Start of Document text
[developers] Regarding to German sentence analysis.

Michael Wayne Goodman goodmami at uw.edu
Thu Mar 16 08:37:40 CET 2017


Hi Megha,

I'm afraid I don't know offhand a good tool for German morphological
analysis. Surely some exist, but I don't work with German data enough to
offer a recommendation. Perhaps someone on the developers list (re-CC'd,
again) knows more than me.

On Thu, Mar 16, 2017 at 12:30 AM, megha jain <jain11megha at gmail.com> wrote:

> Hello.
>
> Can you let me know tool which does German morphological analysis?
> Please share the link.
>
> Thank You.
>
> On Thu, Feb 23, 2017 at 1:36 PM, Michael Wayne Goodman <goodmami at uw.edu>
> wrote:
>
>> Hi Megha,
>>
>> As described in the top paragraph of the command-line tutorial (
>> https://github.com/delph-in/pydelphin/wiki/Command-line-Tutorial), the
>> `delphin` command will be available on your system if you installed
>> PyDelphin via pip (e.g. `pip install pydelphin`). If you instead cloned the
>> repository, the command is `delphin.sh` in the top PyDelphin directory.
>>
>>
>>
>> On Wed, Feb 22, 2017 at 11:17 PM, megha jain <jain11megha at gmail.com>
>> wrote:
>>
>>> Hello.
>>>
>>> I want to know what is delphin path in below command:
>>> sed 's/--/__/g' dmrs.txt | delphin convert --from dmrx --to simplemrs |
>>> sed 's/__/--/g'
>>>
>>> When I gave path home=>pydelphin=>delphin it doesn't find it.
>>>
>>> Thank You.
End of Document text
Start of Provided material
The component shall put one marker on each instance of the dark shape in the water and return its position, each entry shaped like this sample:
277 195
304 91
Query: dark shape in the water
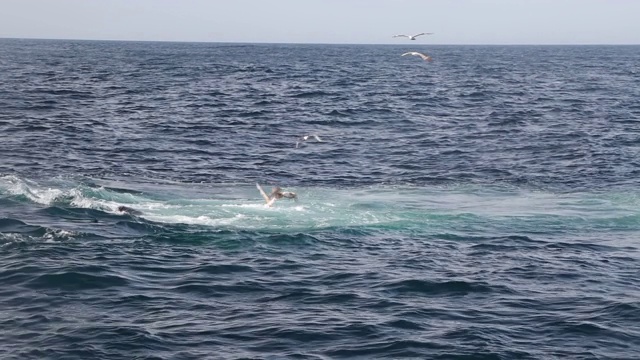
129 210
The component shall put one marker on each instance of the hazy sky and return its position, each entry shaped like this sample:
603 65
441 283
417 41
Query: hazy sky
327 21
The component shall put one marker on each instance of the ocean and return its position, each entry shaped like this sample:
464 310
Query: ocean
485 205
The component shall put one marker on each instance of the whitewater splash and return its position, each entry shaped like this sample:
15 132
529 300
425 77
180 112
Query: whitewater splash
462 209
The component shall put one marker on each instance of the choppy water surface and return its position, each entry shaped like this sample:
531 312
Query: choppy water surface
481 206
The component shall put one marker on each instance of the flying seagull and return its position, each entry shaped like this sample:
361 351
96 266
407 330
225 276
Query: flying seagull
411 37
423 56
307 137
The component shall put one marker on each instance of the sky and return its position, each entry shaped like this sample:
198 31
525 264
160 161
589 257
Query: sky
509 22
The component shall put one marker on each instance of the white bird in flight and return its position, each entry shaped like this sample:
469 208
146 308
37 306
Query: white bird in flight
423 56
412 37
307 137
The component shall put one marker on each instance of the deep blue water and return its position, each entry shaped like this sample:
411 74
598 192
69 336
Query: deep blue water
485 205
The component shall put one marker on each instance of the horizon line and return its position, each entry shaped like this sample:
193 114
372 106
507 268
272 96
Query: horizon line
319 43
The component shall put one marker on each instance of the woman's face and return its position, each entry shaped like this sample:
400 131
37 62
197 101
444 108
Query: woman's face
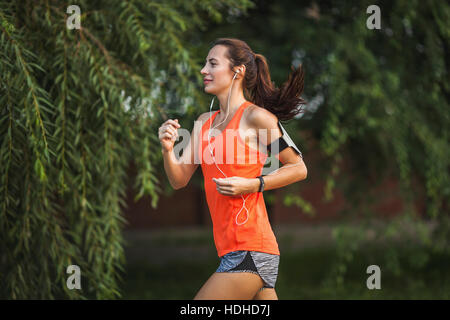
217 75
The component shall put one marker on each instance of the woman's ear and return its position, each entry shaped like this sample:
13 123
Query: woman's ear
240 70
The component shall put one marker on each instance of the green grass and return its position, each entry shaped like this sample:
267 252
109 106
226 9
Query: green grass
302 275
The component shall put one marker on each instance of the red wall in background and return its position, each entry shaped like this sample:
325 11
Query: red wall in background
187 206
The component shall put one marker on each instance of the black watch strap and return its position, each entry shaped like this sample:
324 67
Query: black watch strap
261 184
End of Provided material
Start of Provided material
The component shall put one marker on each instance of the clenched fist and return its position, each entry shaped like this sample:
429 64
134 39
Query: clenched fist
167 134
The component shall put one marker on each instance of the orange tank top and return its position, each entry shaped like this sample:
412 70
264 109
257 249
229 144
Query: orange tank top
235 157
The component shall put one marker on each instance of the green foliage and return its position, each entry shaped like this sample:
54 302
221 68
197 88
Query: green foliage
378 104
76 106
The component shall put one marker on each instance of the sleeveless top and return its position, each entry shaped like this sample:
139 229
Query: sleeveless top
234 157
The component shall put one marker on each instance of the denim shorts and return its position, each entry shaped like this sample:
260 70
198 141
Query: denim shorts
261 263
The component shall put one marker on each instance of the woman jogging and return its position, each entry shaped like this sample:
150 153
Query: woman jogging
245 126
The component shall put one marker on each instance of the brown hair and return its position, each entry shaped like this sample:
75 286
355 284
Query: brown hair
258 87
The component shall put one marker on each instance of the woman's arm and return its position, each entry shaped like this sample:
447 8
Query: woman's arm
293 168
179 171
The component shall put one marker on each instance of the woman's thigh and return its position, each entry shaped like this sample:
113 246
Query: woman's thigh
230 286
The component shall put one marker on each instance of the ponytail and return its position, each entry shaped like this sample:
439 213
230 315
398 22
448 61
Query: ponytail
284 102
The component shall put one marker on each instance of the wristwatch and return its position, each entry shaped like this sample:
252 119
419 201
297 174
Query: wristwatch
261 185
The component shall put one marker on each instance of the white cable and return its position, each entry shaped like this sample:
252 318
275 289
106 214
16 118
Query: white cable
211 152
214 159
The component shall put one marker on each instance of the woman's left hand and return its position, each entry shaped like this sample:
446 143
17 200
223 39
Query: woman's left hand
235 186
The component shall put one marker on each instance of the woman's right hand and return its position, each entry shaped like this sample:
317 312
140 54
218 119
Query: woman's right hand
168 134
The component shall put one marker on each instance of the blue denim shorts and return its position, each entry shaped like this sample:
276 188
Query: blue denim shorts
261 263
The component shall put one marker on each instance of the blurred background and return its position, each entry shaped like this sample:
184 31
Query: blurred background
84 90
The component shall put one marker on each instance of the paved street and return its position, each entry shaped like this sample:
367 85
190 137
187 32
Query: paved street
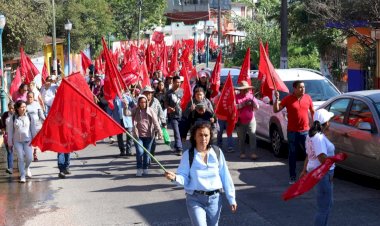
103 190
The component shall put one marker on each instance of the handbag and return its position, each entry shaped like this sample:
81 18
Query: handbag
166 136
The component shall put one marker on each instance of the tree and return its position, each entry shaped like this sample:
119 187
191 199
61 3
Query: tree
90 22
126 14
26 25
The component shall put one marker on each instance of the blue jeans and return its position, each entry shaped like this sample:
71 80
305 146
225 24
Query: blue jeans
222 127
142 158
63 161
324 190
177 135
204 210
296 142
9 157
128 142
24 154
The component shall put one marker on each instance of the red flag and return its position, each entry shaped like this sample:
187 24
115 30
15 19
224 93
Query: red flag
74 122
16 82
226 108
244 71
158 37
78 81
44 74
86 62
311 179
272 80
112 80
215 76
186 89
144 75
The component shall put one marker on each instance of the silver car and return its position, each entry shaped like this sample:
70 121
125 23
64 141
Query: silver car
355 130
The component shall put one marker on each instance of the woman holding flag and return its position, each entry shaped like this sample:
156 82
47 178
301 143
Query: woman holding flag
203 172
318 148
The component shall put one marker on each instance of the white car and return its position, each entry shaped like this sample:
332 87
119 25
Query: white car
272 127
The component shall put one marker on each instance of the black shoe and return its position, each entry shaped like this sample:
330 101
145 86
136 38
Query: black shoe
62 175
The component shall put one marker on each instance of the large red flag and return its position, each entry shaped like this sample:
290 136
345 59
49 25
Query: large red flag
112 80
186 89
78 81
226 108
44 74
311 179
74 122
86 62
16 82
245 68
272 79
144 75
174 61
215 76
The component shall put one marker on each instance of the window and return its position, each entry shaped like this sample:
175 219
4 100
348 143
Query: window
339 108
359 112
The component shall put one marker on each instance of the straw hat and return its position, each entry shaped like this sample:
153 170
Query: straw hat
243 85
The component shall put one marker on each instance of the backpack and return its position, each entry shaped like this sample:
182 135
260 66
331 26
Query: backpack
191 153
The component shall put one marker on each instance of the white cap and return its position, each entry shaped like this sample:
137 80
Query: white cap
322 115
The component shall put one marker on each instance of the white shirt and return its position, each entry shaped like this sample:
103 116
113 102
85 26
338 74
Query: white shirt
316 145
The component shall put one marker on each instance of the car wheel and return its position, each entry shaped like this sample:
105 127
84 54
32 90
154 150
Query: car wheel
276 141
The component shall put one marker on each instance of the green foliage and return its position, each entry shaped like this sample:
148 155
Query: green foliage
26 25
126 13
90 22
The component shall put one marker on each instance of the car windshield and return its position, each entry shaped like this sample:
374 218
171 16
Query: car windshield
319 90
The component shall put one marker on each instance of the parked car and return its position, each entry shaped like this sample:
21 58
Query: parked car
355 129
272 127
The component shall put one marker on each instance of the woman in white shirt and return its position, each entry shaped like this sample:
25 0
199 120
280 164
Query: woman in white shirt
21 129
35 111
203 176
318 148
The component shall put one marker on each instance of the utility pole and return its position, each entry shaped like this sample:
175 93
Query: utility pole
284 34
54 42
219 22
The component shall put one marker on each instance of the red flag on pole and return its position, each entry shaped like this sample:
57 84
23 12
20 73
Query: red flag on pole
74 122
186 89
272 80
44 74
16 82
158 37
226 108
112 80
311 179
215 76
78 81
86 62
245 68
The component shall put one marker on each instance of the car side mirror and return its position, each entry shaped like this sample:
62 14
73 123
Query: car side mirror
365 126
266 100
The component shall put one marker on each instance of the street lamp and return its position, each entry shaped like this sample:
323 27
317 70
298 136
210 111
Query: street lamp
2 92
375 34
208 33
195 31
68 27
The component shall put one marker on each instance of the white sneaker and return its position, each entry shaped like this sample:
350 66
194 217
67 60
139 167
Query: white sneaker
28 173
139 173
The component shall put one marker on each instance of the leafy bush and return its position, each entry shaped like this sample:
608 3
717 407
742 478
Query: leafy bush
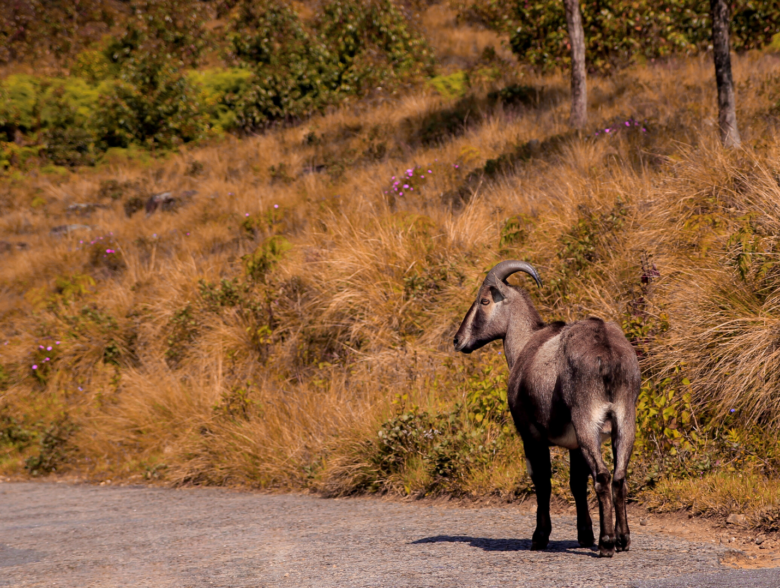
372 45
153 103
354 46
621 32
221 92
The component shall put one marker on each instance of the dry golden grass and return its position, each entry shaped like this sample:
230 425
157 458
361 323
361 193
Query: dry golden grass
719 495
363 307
End of Provided material
▶ _Actions to take_:
- A) Reproduce the mailing list message from "I'm afraid I" up to and including "German morphological analysis?", substituting "French" for every occurrence of "German".
- B) Pull out every line of the entries that contains the string "hazy", treating uppercase and lowercase as different.
The message and the entries have no connection to each other.

▶ _Replies_:
- A)
I'm afraid I don't know offhand a good tool for French morphological
analysis. Surely some exist, but I don't work with French data enough to
offer a recommendation. Perhaps someone on the developers list (re-CC'd,
again) knows more than me.

On Thu, Mar 16, 2017 at 12:30 AM, megha jain <jain11megha at gmail.com> wrote:

> Hello.
>
> Can you let me know tool which does French morphological analysis?

- B)
The component shall put one marker on each instance of the hazy sky and return its position, each entry shaped like this sample:
Query: hazy sky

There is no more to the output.